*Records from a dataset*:
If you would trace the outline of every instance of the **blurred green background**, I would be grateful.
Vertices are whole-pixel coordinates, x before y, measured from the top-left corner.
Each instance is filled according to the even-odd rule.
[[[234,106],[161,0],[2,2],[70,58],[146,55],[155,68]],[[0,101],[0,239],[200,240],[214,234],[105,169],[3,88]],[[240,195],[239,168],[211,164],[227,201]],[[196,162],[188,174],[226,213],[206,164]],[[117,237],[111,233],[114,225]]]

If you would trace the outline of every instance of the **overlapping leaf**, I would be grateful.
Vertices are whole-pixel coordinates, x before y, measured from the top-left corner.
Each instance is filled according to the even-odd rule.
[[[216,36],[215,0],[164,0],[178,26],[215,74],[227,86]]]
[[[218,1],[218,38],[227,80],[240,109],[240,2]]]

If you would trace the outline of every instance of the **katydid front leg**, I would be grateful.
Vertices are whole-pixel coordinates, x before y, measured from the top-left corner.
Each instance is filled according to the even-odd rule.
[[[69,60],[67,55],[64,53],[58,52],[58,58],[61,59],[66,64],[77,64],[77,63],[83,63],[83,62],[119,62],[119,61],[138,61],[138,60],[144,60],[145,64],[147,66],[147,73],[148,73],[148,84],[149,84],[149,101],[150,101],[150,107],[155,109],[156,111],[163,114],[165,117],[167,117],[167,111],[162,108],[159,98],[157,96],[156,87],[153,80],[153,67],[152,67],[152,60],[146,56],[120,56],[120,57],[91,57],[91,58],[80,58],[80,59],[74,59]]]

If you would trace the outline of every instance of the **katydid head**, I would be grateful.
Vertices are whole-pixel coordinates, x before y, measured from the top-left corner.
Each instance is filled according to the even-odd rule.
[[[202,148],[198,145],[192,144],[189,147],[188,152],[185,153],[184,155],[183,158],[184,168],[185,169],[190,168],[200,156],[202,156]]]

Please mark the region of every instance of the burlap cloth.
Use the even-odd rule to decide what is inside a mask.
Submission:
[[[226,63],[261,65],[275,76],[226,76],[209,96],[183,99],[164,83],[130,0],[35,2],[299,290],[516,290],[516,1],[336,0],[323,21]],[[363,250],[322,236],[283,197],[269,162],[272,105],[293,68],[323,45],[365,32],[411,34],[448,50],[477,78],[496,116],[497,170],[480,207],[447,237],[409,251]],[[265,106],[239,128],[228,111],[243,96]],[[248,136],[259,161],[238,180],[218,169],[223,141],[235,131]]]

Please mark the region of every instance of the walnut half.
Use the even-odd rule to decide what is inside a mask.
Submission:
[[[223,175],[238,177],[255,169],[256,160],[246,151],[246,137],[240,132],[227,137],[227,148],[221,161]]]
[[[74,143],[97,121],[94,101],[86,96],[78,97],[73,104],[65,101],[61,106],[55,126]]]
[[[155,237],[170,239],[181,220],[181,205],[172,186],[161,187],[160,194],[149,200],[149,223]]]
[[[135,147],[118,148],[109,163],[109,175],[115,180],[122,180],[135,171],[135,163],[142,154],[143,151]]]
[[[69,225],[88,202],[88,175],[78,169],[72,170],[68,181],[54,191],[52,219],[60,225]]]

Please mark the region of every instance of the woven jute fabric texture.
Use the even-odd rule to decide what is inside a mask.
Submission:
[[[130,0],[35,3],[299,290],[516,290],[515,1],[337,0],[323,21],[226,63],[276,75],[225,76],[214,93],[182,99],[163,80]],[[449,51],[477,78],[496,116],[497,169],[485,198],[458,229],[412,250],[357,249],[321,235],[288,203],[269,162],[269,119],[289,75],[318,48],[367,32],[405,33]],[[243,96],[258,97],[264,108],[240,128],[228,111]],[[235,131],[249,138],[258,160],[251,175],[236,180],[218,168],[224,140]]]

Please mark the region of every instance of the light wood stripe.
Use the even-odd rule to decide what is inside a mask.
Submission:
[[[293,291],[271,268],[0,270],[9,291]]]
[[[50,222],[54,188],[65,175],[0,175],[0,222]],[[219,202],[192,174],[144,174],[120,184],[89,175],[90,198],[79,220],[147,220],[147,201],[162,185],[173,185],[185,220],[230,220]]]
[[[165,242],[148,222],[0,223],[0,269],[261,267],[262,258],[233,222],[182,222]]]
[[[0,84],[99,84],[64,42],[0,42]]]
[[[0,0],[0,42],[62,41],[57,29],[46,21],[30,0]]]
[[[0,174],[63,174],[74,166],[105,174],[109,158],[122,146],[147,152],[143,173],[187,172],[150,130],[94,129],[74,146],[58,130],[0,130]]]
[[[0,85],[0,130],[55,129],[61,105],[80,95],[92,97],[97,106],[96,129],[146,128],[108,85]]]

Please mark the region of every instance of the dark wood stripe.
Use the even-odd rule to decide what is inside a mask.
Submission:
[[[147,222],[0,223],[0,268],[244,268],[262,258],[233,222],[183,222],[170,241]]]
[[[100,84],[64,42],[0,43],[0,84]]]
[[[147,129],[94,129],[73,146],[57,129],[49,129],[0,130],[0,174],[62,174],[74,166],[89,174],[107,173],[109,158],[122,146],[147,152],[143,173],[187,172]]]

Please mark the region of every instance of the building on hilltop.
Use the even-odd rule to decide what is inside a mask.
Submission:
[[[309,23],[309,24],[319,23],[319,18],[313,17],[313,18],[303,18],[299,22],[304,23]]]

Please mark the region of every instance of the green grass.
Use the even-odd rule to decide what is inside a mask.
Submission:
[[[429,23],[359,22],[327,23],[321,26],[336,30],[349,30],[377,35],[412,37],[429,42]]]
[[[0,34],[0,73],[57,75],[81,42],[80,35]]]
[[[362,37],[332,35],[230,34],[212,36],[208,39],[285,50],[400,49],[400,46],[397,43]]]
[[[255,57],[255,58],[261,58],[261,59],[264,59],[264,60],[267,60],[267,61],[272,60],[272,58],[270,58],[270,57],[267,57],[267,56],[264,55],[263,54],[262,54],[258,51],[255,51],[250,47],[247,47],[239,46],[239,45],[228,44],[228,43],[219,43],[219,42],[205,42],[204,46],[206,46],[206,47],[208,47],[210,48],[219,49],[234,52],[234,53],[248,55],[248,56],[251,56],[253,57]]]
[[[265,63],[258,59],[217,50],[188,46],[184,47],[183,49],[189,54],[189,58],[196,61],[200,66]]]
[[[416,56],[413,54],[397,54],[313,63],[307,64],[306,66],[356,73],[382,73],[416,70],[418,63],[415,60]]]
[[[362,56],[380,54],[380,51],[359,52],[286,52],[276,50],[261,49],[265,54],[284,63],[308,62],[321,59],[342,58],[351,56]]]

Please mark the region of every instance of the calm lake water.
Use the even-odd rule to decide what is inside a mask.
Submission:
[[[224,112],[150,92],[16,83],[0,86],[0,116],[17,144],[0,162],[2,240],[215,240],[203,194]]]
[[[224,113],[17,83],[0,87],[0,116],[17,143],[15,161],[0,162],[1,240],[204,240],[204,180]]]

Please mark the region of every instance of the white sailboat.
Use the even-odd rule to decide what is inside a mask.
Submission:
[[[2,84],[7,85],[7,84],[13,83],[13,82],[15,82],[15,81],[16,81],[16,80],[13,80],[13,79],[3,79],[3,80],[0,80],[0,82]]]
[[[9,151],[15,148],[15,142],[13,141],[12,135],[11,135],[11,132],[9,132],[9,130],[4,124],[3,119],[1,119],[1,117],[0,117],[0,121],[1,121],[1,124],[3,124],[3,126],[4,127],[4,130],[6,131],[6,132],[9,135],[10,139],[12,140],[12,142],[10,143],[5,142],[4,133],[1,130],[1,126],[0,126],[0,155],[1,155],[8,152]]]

*WHAT IS ASKED*: Write an exact transcription of every entry above.

*EXERCISE OUTPUT*:
If you would trace the outline of every instance of the **blurred green background**, I would be grateful.
Vertices are whole-pixel coordinates, x before y, measured from the top-left corner.
Each instance is filled according to the even-odd rule.
[[[234,106],[161,0],[2,2],[70,58],[146,55],[155,68]],[[0,101],[0,239],[200,240],[214,234],[105,169],[3,88]],[[240,195],[239,168],[211,164],[227,201]],[[196,162],[188,174],[226,213],[206,164]],[[117,237],[111,233],[114,225]]]

If you would trace the outline of every instance of the **overlapping leaf**, I would be grateful.
Vertices are whole-pixel coordinates, x before y, measured from the top-left corner.
Each instance is filled according to the even-odd rule.
[[[216,36],[215,0],[164,0],[178,26],[215,74],[227,86]]]
[[[218,1],[218,38],[227,80],[240,109],[240,2]]]

If you would trace the outline of every instance of the **katydid front leg**, I would be grateful.
Vertices are whole-pixel coordinates, x before y, measured from the top-left corner.
Each instance is filled according to the even-odd rule.
[[[69,60],[67,55],[64,53],[58,52],[58,58],[61,59],[66,64],[77,64],[77,63],[83,63],[83,62],[119,62],[119,61],[138,61],[138,60],[144,60],[145,64],[147,66],[147,73],[148,73],[148,84],[149,84],[149,101],[150,101],[150,107],[155,109],[156,111],[163,114],[165,117],[167,117],[167,111],[162,108],[159,98],[157,96],[156,87],[153,80],[153,67],[152,67],[152,60],[146,56],[120,56],[120,57],[91,57],[91,58],[80,58],[80,59],[74,59]]]

If you would trace the outline of every instance of the **katydid head**, I would be grateful.
Vertices are whole-pixel coordinates, x before y, measured from the top-left corner.
Each instance is filled according to the even-odd rule.
[[[202,148],[198,145],[192,144],[189,147],[188,152],[185,153],[184,155],[183,158],[184,168],[185,169],[190,168],[200,156],[202,156]]]

Please mark the region of every instance of the burlap cloth.
Use the even-odd rule to decide what is inside a mask.
Submission:
[[[226,63],[261,65],[275,76],[226,76],[209,96],[183,99],[164,83],[130,0],[35,2],[299,290],[516,290],[516,1],[336,0],[323,21]],[[363,250],[322,236],[283,197],[269,162],[272,105],[293,68],[323,45],[365,32],[411,34],[448,50],[477,78],[496,116],[497,170],[480,207],[447,237],[409,251]],[[265,106],[239,128],[228,111],[243,96]],[[248,136],[259,161],[238,180],[218,169],[223,141],[235,131]]]

Please mark the region of every instance of the walnut half.
Use the even-odd rule to decide what is inside a mask.
Submission:
[[[223,175],[238,177],[255,169],[256,160],[246,151],[246,137],[240,132],[227,137],[227,148],[221,161]]]
[[[74,143],[97,121],[94,101],[86,96],[78,97],[73,104],[65,101],[61,106],[55,126]]]
[[[155,237],[170,239],[181,220],[181,205],[172,186],[161,187],[160,194],[149,200],[149,223]]]
[[[135,147],[118,148],[109,163],[109,175],[115,180],[122,180],[135,171],[135,163],[142,154],[143,151]]]
[[[69,225],[88,202],[88,175],[78,169],[72,170],[68,181],[54,191],[52,219],[60,225]]]

Please mark the region of every instance of the woven jute fabric texture.
Use the even-odd rule to decide what is inside a mask.
Submission:
[[[130,0],[35,3],[299,290],[516,290],[515,1],[337,0],[323,21],[226,63],[276,75],[225,76],[214,93],[182,99],[163,80]],[[449,51],[477,78],[496,116],[497,169],[485,198],[458,229],[412,250],[357,249],[321,235],[288,203],[269,162],[269,119],[289,75],[318,48],[367,32],[405,33]],[[243,96],[258,97],[264,108],[240,128],[228,111]],[[235,131],[249,138],[258,160],[251,175],[236,180],[218,168],[224,140]]]

Please mark the region of every instance of the light wood stripe.
Use the even-odd rule to decide what is inside a mask.
Submission:
[[[293,291],[271,268],[0,270],[9,291]]]
[[[50,222],[54,188],[65,175],[0,175],[0,222]],[[219,202],[192,174],[144,174],[120,184],[89,175],[90,198],[79,220],[147,220],[147,201],[162,185],[173,185],[185,220],[230,220]]]
[[[165,242],[148,222],[0,223],[0,269],[261,267],[262,258],[233,222],[182,222]]]
[[[0,84],[99,84],[64,42],[0,42]]]
[[[0,0],[0,42],[62,41],[57,29],[46,21],[30,0]]]
[[[0,174],[63,174],[74,166],[105,174],[109,158],[122,146],[147,152],[143,173],[187,172],[150,130],[94,129],[74,146],[58,130],[0,130]]]
[[[0,85],[0,130],[55,129],[61,105],[80,95],[92,97],[97,106],[96,129],[146,128],[108,85]]]

Please mark the region of every instance of the dark wood stripe.
Use the even-odd rule to decide what is inside a mask.
Submission:
[[[147,222],[0,223],[0,268],[244,268],[262,258],[233,222],[183,222],[170,241]]]
[[[100,84],[64,42],[0,43],[0,84]]]
[[[147,129],[94,129],[73,146],[57,129],[49,129],[0,130],[0,174],[62,174],[74,166],[89,174],[107,173],[109,158],[122,146],[147,152],[143,173],[187,172]]]

Please mark the region of every instance of the building on hilltop.
Use the even-odd rule to decide what is inside a mask.
Submission:
[[[309,23],[309,24],[319,23],[319,18],[313,17],[313,18],[303,18],[299,22],[304,23]]]

Please mark the region of every instance of the green grass.
Use the even-odd rule to decide what is inside a mask.
Submission:
[[[429,23],[359,22],[327,23],[321,26],[336,30],[349,30],[377,35],[412,37],[429,42]]]
[[[0,34],[0,73],[57,75],[81,42],[80,35]]]
[[[362,37],[332,35],[230,34],[212,36],[208,39],[285,50],[400,49],[400,46],[397,43]]]
[[[255,57],[255,58],[261,58],[261,59],[264,59],[264,60],[267,60],[267,61],[272,60],[272,58],[270,58],[270,57],[267,57],[267,56],[264,55],[263,54],[262,54],[258,51],[255,51],[250,47],[247,47],[239,46],[239,45],[228,44],[228,43],[219,43],[219,42],[205,42],[204,46],[206,46],[206,47],[208,47],[210,48],[219,49],[234,52],[234,53],[248,55],[248,56],[251,56],[253,57]]]
[[[265,63],[258,59],[217,50],[188,46],[184,47],[183,49],[189,54],[189,58],[196,61],[200,66]]]
[[[416,56],[413,54],[397,54],[313,63],[307,64],[306,66],[356,73],[382,73],[416,70],[418,63],[415,60]]]
[[[362,56],[380,54],[380,51],[359,52],[286,52],[276,50],[261,49],[265,54],[284,63],[308,62],[321,59],[342,58],[351,56]]]

Please mark the region of every instance of the calm lake water.
Use the even-odd rule to decide what is inside a mask.
Submission:
[[[224,112],[150,92],[16,83],[0,86],[0,116],[17,144],[0,162],[2,240],[215,240],[203,194]]]
[[[224,113],[17,83],[0,87],[0,116],[17,143],[15,161],[0,162],[1,240],[204,240],[204,180]]]

Please mark the region of every instance of the white sailboat.
Use the even-odd rule to decide what is inside a mask.
Submission:
[[[2,84],[7,85],[7,84],[13,83],[13,82],[15,82],[15,81],[16,81],[16,80],[13,80],[13,79],[3,79],[3,80],[0,80],[0,82]]]
[[[9,151],[15,148],[15,142],[13,141],[12,135],[11,135],[11,132],[9,132],[9,130],[4,124],[3,119],[1,119],[1,117],[0,117],[0,121],[1,121],[1,124],[3,124],[3,126],[4,127],[4,130],[6,131],[6,132],[9,135],[10,139],[12,140],[12,142],[10,143],[5,142],[4,133],[1,130],[1,126],[0,126],[0,155],[1,155],[8,152]]]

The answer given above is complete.